Task directions:
In the records that follow, find each line containing "asked" and copy it.

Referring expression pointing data
"""

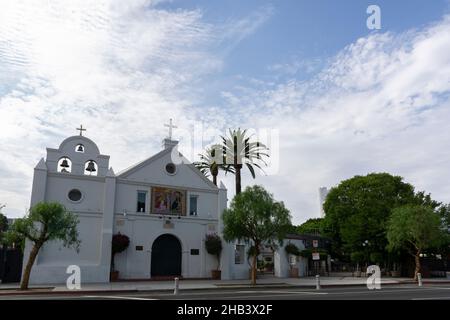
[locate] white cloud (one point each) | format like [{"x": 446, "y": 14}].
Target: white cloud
[
  {"x": 382, "y": 105},
  {"x": 119, "y": 68}
]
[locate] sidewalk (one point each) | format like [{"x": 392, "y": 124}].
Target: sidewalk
[{"x": 130, "y": 286}]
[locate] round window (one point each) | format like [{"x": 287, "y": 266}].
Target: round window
[
  {"x": 75, "y": 195},
  {"x": 171, "y": 168}
]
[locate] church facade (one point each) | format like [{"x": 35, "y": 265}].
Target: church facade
[{"x": 166, "y": 210}]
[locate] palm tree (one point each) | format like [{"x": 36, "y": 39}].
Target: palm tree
[
  {"x": 240, "y": 150},
  {"x": 210, "y": 162}
]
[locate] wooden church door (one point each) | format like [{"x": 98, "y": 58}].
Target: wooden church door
[{"x": 166, "y": 256}]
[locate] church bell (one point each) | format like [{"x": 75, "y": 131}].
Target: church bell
[
  {"x": 91, "y": 167},
  {"x": 64, "y": 164}
]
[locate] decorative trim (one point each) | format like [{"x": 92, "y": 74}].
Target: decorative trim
[
  {"x": 148, "y": 184},
  {"x": 76, "y": 176}
]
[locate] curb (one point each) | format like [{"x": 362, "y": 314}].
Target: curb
[{"x": 231, "y": 287}]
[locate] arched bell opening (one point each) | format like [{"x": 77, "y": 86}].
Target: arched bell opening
[
  {"x": 91, "y": 168},
  {"x": 64, "y": 165},
  {"x": 79, "y": 148}
]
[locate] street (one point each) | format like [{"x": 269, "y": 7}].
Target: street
[{"x": 392, "y": 292}]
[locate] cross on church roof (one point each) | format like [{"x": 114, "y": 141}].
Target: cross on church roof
[
  {"x": 170, "y": 126},
  {"x": 81, "y": 129}
]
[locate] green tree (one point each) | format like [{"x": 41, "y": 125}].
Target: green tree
[
  {"x": 3, "y": 223},
  {"x": 212, "y": 161},
  {"x": 255, "y": 217},
  {"x": 415, "y": 228},
  {"x": 46, "y": 221},
  {"x": 357, "y": 211},
  {"x": 239, "y": 150}
]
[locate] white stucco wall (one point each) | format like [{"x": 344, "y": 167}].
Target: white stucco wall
[{"x": 108, "y": 206}]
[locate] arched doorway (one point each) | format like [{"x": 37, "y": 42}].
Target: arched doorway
[{"x": 166, "y": 256}]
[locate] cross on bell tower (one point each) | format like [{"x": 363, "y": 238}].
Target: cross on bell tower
[
  {"x": 170, "y": 126},
  {"x": 81, "y": 129}
]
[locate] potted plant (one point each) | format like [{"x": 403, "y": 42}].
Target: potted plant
[
  {"x": 292, "y": 250},
  {"x": 213, "y": 245},
  {"x": 120, "y": 243}
]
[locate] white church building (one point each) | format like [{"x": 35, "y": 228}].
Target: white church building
[{"x": 166, "y": 210}]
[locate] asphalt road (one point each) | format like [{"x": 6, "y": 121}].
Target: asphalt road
[{"x": 397, "y": 292}]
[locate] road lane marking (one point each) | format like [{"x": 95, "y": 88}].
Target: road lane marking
[
  {"x": 119, "y": 297},
  {"x": 435, "y": 298},
  {"x": 284, "y": 292}
]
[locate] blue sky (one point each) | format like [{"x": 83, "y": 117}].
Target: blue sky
[
  {"x": 306, "y": 29},
  {"x": 342, "y": 99}
]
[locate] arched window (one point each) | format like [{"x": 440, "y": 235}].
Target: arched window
[
  {"x": 64, "y": 165},
  {"x": 79, "y": 148},
  {"x": 90, "y": 168}
]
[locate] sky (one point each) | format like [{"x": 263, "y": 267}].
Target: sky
[{"x": 337, "y": 98}]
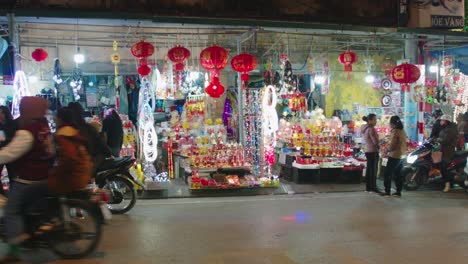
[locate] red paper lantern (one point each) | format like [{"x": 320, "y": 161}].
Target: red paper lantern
[
  {"x": 144, "y": 70},
  {"x": 215, "y": 89},
  {"x": 387, "y": 66},
  {"x": 178, "y": 55},
  {"x": 214, "y": 58},
  {"x": 39, "y": 55},
  {"x": 142, "y": 49},
  {"x": 347, "y": 58},
  {"x": 405, "y": 74},
  {"x": 244, "y": 63}
]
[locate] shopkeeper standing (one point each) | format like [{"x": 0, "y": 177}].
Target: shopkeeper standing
[
  {"x": 113, "y": 131},
  {"x": 371, "y": 141}
]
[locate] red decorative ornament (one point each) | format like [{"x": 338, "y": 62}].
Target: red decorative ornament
[
  {"x": 39, "y": 55},
  {"x": 215, "y": 89},
  {"x": 406, "y": 74},
  {"x": 214, "y": 58},
  {"x": 144, "y": 70},
  {"x": 347, "y": 58},
  {"x": 178, "y": 55},
  {"x": 142, "y": 49},
  {"x": 244, "y": 63},
  {"x": 387, "y": 66}
]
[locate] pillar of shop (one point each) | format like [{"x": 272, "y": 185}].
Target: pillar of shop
[{"x": 411, "y": 107}]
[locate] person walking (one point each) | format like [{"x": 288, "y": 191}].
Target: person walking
[
  {"x": 396, "y": 152},
  {"x": 7, "y": 132},
  {"x": 448, "y": 138},
  {"x": 113, "y": 131},
  {"x": 371, "y": 141}
]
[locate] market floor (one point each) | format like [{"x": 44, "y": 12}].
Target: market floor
[{"x": 351, "y": 228}]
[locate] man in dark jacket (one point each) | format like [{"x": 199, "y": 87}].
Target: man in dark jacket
[
  {"x": 437, "y": 127},
  {"x": 448, "y": 138}
]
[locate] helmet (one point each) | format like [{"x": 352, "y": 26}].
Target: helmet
[{"x": 446, "y": 117}]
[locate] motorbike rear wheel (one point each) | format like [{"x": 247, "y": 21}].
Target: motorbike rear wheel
[
  {"x": 123, "y": 194},
  {"x": 413, "y": 179},
  {"x": 78, "y": 233}
]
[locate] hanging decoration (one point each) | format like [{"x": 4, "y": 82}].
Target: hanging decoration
[
  {"x": 142, "y": 50},
  {"x": 57, "y": 72},
  {"x": 39, "y": 55},
  {"x": 348, "y": 58},
  {"x": 387, "y": 66},
  {"x": 115, "y": 59},
  {"x": 178, "y": 55},
  {"x": 214, "y": 59},
  {"x": 21, "y": 89},
  {"x": 244, "y": 63},
  {"x": 76, "y": 83},
  {"x": 3, "y": 46},
  {"x": 144, "y": 70},
  {"x": 405, "y": 74},
  {"x": 270, "y": 125}
]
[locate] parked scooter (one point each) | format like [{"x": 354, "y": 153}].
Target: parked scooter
[
  {"x": 57, "y": 222},
  {"x": 420, "y": 168},
  {"x": 113, "y": 175}
]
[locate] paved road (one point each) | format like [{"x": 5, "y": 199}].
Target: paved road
[{"x": 351, "y": 228}]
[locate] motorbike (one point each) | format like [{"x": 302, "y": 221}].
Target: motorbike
[
  {"x": 69, "y": 225},
  {"x": 420, "y": 168},
  {"x": 113, "y": 175}
]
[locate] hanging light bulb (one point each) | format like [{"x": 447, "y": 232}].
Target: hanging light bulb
[
  {"x": 369, "y": 78},
  {"x": 78, "y": 57}
]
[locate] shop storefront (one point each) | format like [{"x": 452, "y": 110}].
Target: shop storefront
[{"x": 216, "y": 108}]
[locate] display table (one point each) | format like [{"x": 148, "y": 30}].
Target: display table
[{"x": 317, "y": 174}]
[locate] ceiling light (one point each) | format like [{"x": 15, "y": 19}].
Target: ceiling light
[
  {"x": 369, "y": 78},
  {"x": 78, "y": 57},
  {"x": 319, "y": 79}
]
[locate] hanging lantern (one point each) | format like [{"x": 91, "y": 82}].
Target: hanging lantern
[
  {"x": 39, "y": 55},
  {"x": 406, "y": 74},
  {"x": 244, "y": 63},
  {"x": 387, "y": 66},
  {"x": 178, "y": 55},
  {"x": 214, "y": 58},
  {"x": 144, "y": 70},
  {"x": 142, "y": 49},
  {"x": 215, "y": 89},
  {"x": 347, "y": 58}
]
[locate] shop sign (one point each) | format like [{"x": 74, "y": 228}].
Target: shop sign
[
  {"x": 447, "y": 21},
  {"x": 437, "y": 14}
]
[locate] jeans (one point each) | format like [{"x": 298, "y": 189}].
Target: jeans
[
  {"x": 393, "y": 170},
  {"x": 371, "y": 171},
  {"x": 448, "y": 177},
  {"x": 20, "y": 197}
]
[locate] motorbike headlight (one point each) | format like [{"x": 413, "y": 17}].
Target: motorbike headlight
[{"x": 411, "y": 159}]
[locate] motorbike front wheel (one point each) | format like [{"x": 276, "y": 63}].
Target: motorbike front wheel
[
  {"x": 78, "y": 233},
  {"x": 123, "y": 194},
  {"x": 413, "y": 179}
]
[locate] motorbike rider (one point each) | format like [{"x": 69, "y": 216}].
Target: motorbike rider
[
  {"x": 436, "y": 127},
  {"x": 95, "y": 145},
  {"x": 32, "y": 151},
  {"x": 448, "y": 138}
]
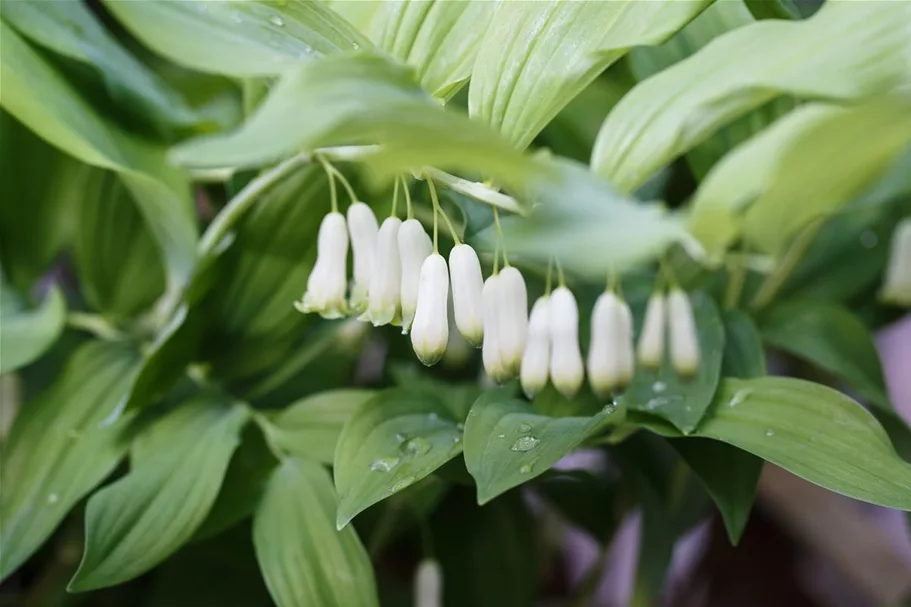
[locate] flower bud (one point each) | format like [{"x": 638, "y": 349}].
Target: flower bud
[
  {"x": 513, "y": 321},
  {"x": 385, "y": 284},
  {"x": 897, "y": 286},
  {"x": 328, "y": 281},
  {"x": 414, "y": 247},
  {"x": 651, "y": 339},
  {"x": 467, "y": 284},
  {"x": 684, "y": 341},
  {"x": 428, "y": 584},
  {"x": 430, "y": 331},
  {"x": 566, "y": 368},
  {"x": 363, "y": 229},
  {"x": 536, "y": 359}
]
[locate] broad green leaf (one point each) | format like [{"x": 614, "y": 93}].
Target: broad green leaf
[
  {"x": 58, "y": 449},
  {"x": 26, "y": 333},
  {"x": 304, "y": 559},
  {"x": 392, "y": 441},
  {"x": 71, "y": 29},
  {"x": 439, "y": 38},
  {"x": 848, "y": 50},
  {"x": 238, "y": 38},
  {"x": 813, "y": 432},
  {"x": 311, "y": 426},
  {"x": 507, "y": 443},
  {"x": 120, "y": 272},
  {"x": 45, "y": 102},
  {"x": 537, "y": 56},
  {"x": 357, "y": 99},
  {"x": 682, "y": 402},
  {"x": 831, "y": 337},
  {"x": 143, "y": 518}
]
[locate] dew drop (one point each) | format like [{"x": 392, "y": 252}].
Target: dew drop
[
  {"x": 524, "y": 443},
  {"x": 384, "y": 464}
]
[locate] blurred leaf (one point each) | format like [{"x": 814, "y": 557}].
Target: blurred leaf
[
  {"x": 439, "y": 38},
  {"x": 26, "y": 333},
  {"x": 310, "y": 427},
  {"x": 489, "y": 555},
  {"x": 70, "y": 29},
  {"x": 813, "y": 432},
  {"x": 537, "y": 56},
  {"x": 357, "y": 99},
  {"x": 682, "y": 402},
  {"x": 507, "y": 443},
  {"x": 304, "y": 560},
  {"x": 58, "y": 450},
  {"x": 144, "y": 517},
  {"x": 37, "y": 95},
  {"x": 120, "y": 272},
  {"x": 392, "y": 441},
  {"x": 238, "y": 38},
  {"x": 846, "y": 51}
]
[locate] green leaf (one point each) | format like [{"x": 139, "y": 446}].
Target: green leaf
[
  {"x": 71, "y": 29},
  {"x": 848, "y": 50},
  {"x": 537, "y": 56},
  {"x": 832, "y": 338},
  {"x": 25, "y": 334},
  {"x": 120, "y": 272},
  {"x": 238, "y": 38},
  {"x": 58, "y": 450},
  {"x": 311, "y": 426},
  {"x": 663, "y": 393},
  {"x": 813, "y": 432},
  {"x": 507, "y": 443},
  {"x": 304, "y": 560},
  {"x": 38, "y": 96},
  {"x": 440, "y": 39},
  {"x": 143, "y": 518},
  {"x": 392, "y": 441}
]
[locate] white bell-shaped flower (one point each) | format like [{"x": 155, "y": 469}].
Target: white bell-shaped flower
[
  {"x": 384, "y": 294},
  {"x": 363, "y": 229},
  {"x": 467, "y": 284},
  {"x": 897, "y": 285},
  {"x": 684, "y": 341},
  {"x": 414, "y": 247},
  {"x": 513, "y": 320},
  {"x": 430, "y": 330},
  {"x": 651, "y": 339},
  {"x": 566, "y": 367},
  {"x": 328, "y": 281},
  {"x": 536, "y": 359}
]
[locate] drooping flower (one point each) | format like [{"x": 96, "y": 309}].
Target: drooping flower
[
  {"x": 566, "y": 367},
  {"x": 897, "y": 285},
  {"x": 467, "y": 285},
  {"x": 536, "y": 359},
  {"x": 328, "y": 281},
  {"x": 385, "y": 285},
  {"x": 363, "y": 229},
  {"x": 512, "y": 327},
  {"x": 651, "y": 339},
  {"x": 414, "y": 247},
  {"x": 430, "y": 331},
  {"x": 684, "y": 342}
]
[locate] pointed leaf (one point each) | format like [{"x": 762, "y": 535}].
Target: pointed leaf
[
  {"x": 143, "y": 518},
  {"x": 392, "y": 441},
  {"x": 507, "y": 443},
  {"x": 847, "y": 50},
  {"x": 58, "y": 449},
  {"x": 814, "y": 432},
  {"x": 537, "y": 56},
  {"x": 304, "y": 560}
]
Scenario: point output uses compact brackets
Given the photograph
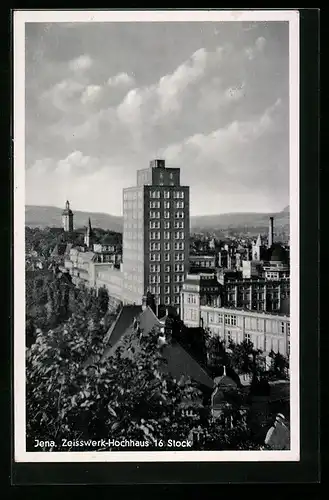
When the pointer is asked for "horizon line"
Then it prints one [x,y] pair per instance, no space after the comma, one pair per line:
[196,215]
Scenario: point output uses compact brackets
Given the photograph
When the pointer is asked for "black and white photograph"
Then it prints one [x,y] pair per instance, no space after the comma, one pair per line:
[156,226]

"""

Solution:
When the pointer is asked for "horizon line"
When the pointer is asked for "black and white photograph"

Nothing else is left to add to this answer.